Totalitarisme, blocages et corruption : l’Algérie au lendemain de la réélection d’Abdelaziz Bouteflika
Entretien avec Mouhib El Haq, Algeria-Watch, 25 avril 2009
Pour d’évidentes raisons, Mouhib El Haq, cadre supérieur qui vient de quitter définitivement le pays ne tient pas à divulguer son nom. Familier des cercles dirigeants, cet expert de haut-niveau et connaisseur avisé du système politique algérien livre à Algeria-Watch son sentiment sur l’Algérie au lendemain des élections présidentielles. Le tableau est accablant.
1. Dans son allocution de prestation de serment, le président élu Bouteflika a notamment déclaré qu’il souhaitait mener un combat décidé contre la corruption et qu’il comptait sur la presse pour l’aider dans cette tâche. Que faut-il en penser ?
Il s’agit bien évidemment d’un engagement sur la comète qui est proclamé dans un pur souci de communication. Pendant toute la décennie écoulée- les deux mandats précédents - la corruption a été le mode de gestion principal de l’ensemble de la société. Tous les rapports internationaux, tous les classements relèguent l’Algérie parmi les pays les plus corrompus de la planète.

Consignes de travail:
Recopiez fidèlement le passage de l'entretien sur l'Algérie qui commence par « Totalitarisme, blocages et » et se poursuit jusqu'à « en penser ? ».

[Annotations par points pour les photos]
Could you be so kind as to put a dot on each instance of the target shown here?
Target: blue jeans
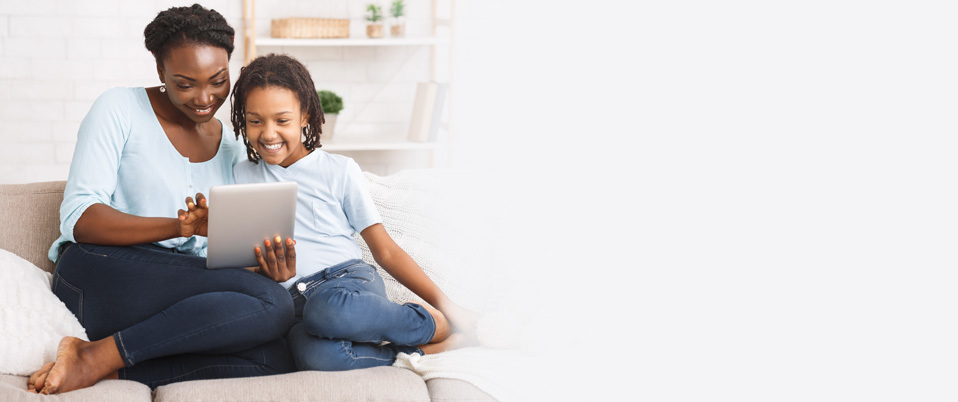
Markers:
(343, 317)
(173, 319)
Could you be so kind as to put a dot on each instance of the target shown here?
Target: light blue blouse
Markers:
(124, 159)
(332, 203)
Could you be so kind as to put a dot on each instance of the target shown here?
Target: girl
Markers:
(342, 313)
(132, 273)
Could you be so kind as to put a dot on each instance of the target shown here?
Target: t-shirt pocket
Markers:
(330, 220)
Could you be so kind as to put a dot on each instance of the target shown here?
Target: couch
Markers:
(29, 222)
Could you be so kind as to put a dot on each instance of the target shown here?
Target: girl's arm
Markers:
(401, 266)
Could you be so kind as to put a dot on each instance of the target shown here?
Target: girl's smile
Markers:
(274, 125)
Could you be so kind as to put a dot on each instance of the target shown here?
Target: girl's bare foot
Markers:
(81, 364)
(456, 340)
(38, 378)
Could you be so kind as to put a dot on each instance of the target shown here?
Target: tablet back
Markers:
(242, 216)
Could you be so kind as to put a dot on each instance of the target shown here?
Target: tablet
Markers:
(242, 216)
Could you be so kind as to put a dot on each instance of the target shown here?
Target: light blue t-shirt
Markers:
(124, 159)
(333, 203)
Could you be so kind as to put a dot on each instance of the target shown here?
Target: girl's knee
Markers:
(315, 353)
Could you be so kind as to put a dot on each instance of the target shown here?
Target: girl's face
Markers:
(274, 125)
(197, 79)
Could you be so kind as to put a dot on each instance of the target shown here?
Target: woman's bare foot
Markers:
(456, 340)
(38, 378)
(81, 364)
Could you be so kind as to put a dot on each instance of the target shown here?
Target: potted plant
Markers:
(398, 10)
(374, 18)
(332, 104)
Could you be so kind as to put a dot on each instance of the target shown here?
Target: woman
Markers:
(134, 274)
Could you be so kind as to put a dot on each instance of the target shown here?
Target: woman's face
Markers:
(274, 125)
(197, 80)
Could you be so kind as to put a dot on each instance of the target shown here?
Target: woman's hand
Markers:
(277, 261)
(193, 221)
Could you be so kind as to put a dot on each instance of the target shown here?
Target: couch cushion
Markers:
(14, 389)
(441, 219)
(372, 384)
(448, 389)
(30, 218)
(32, 318)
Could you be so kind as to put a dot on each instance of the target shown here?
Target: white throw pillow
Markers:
(439, 217)
(32, 318)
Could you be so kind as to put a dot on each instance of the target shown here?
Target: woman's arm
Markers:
(401, 266)
(101, 224)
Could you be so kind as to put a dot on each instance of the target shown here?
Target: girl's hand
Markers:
(277, 260)
(193, 221)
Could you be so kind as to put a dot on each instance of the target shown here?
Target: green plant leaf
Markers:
(332, 103)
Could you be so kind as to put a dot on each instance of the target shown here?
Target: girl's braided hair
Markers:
(187, 25)
(277, 70)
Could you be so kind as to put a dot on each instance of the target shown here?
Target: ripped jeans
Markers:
(344, 320)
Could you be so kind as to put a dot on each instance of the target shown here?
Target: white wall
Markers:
(57, 56)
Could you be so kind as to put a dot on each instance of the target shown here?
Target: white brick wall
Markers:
(57, 56)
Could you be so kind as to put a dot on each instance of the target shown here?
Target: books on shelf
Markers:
(427, 111)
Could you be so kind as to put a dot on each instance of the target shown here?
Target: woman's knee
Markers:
(278, 304)
(322, 354)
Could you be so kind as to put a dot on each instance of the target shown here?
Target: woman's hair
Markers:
(187, 25)
(277, 70)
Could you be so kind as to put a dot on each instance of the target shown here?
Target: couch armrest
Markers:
(30, 218)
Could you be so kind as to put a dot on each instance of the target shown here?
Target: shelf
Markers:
(268, 41)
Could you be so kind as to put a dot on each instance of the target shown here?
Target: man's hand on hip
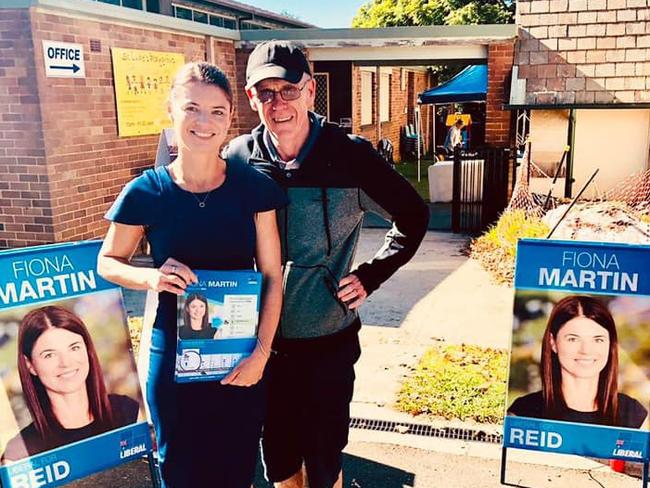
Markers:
(351, 291)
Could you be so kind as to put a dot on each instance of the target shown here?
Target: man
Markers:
(332, 179)
(454, 136)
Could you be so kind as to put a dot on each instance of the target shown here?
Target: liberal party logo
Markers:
(628, 449)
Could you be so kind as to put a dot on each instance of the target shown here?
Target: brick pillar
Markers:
(25, 209)
(497, 120)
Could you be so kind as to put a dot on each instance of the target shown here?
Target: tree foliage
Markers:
(392, 13)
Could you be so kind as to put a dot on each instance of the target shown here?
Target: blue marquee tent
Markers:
(470, 85)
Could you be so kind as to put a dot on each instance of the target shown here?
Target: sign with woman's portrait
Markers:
(70, 398)
(580, 360)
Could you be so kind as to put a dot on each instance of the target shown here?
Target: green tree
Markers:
(392, 13)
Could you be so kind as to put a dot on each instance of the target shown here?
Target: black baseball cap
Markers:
(276, 59)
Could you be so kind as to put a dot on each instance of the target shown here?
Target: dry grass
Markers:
(497, 248)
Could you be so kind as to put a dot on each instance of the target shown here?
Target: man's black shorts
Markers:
(310, 385)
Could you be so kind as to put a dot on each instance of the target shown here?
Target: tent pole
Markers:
(417, 130)
(433, 117)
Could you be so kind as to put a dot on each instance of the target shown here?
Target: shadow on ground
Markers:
(361, 473)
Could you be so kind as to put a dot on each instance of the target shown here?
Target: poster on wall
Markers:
(142, 80)
(580, 359)
(70, 400)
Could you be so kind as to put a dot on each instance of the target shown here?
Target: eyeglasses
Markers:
(287, 93)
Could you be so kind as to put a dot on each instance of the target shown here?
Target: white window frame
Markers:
(366, 97)
(213, 14)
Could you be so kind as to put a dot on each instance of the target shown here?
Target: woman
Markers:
(579, 369)
(196, 319)
(207, 432)
(63, 385)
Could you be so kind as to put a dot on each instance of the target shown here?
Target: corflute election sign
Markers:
(217, 324)
(70, 402)
(579, 366)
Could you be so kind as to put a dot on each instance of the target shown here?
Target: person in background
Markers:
(454, 137)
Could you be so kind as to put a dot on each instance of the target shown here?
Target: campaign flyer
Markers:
(580, 359)
(217, 324)
(70, 401)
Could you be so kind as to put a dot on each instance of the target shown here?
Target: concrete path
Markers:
(440, 295)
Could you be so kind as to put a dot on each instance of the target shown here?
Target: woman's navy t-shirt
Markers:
(219, 236)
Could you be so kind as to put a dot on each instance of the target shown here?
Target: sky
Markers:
(325, 14)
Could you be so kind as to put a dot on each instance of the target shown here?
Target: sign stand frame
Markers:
(504, 461)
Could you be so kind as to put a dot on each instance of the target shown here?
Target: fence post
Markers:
(455, 200)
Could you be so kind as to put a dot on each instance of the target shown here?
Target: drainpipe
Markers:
(568, 183)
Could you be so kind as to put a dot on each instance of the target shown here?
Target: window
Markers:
(201, 17)
(366, 97)
(182, 13)
(384, 97)
(204, 17)
(252, 26)
(137, 4)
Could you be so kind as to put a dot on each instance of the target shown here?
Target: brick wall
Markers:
(584, 51)
(61, 161)
(497, 120)
(247, 118)
(25, 216)
(87, 162)
(400, 99)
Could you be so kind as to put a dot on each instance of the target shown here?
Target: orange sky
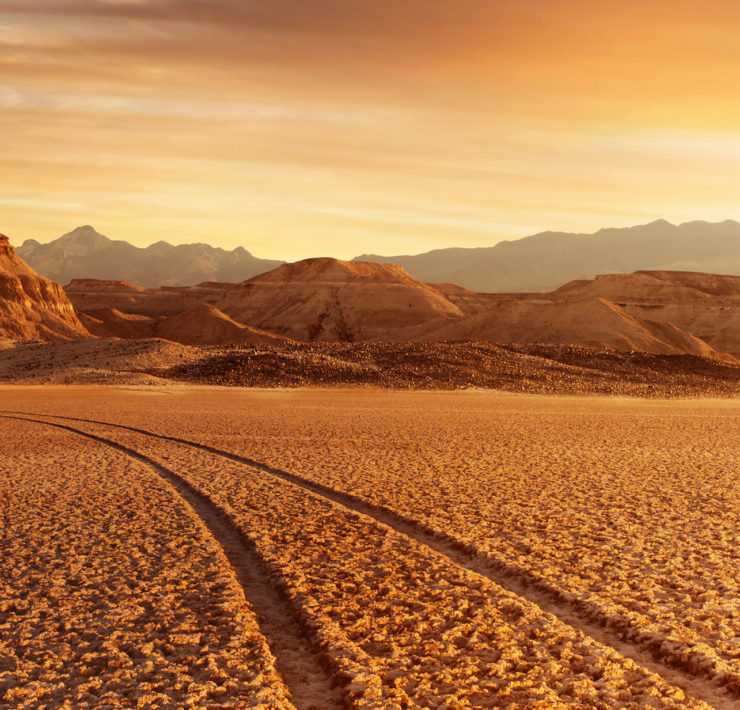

Réponse complète:
Totalitarisme, blocages et corruption : l’Algérie au lendemain de la réélection d’Abdelaziz Bouteflika
Entretien avec Mouhib El Haq, Algeria-Watch, 25 avril 2009
Pour d’évidentes raisons, Mouhib El Haq, cadre supérieur qui vient de quitter définitivement le pays ne tient pas à divulguer son nom. Familier des cercles dirigeants, cet expert de haut-niveau et connaisseur avisé du système politique algérien livre à Algeria-Watch son sentiment sur l’Algérie au lendemain des élections présidentielles. Le tableau est accablant.
1. Dans son allocution de prestation de serment, le président élu Bouteflika a notamment déclaré qu’il souhaitait mener un combat décidé contre la corruption et qu’il comptait sur la presse pour l’aider dans cette tâche. Que faut-il en penser ?